- [The problem]: Reproduce every line of the listing exactly.

- [Records supplied]:
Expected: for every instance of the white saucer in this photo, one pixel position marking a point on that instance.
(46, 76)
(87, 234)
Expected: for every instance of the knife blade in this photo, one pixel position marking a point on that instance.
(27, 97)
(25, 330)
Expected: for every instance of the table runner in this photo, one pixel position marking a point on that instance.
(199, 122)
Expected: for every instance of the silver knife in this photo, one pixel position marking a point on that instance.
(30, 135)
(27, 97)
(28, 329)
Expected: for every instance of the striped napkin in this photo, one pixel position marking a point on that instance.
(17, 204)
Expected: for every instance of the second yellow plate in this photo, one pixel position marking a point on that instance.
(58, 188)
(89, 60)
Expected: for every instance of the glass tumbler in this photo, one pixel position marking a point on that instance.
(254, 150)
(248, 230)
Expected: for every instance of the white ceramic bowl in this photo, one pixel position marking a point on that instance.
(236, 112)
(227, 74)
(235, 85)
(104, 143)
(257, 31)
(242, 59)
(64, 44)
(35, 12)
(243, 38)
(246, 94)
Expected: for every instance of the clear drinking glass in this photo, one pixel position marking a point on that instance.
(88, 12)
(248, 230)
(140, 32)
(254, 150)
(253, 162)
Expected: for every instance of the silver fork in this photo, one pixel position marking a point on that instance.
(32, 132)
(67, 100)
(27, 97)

- [Task answer]:
Expected: for every instance of the white saucer in this photo, one pixel position marking a point on that instance.
(46, 76)
(87, 234)
Expected: for every instance of the knife blade in this photo, one pixel position marking a point on that instance.
(27, 97)
(25, 330)
Expected: for every instance of the table runner in this photo, one pixel position marking a point on that instance.
(199, 122)
Expected: for every instance of the silver knife in this photo, one pixel position marking a point on that instance.
(30, 135)
(27, 97)
(28, 329)
Expected: for every instance of the striped napkin in this photo, one pixel position marking a point on that instance.
(17, 204)
Expected: for every instance of the second yellow plate in this photo, one pixel position marking a point on that instance.
(58, 188)
(89, 60)
Expected: for every instance of the glass tumbler in this photo, one pixel position marking a point on that instance.
(254, 150)
(248, 230)
Expected: for every instance of the white ceramic bowl in this photo, one pixel position marking a point on that instance.
(236, 112)
(227, 74)
(235, 85)
(104, 143)
(257, 31)
(242, 59)
(64, 44)
(35, 12)
(243, 38)
(246, 94)
Expected: for every instance of the clear drinking glass in this photo, one pixel position marking a point on that instance.
(88, 12)
(248, 230)
(140, 32)
(254, 150)
(253, 162)
Expected: for every instance of the silver fork in this photo, one pixel position marking a point on that instance.
(32, 132)
(67, 100)
(27, 97)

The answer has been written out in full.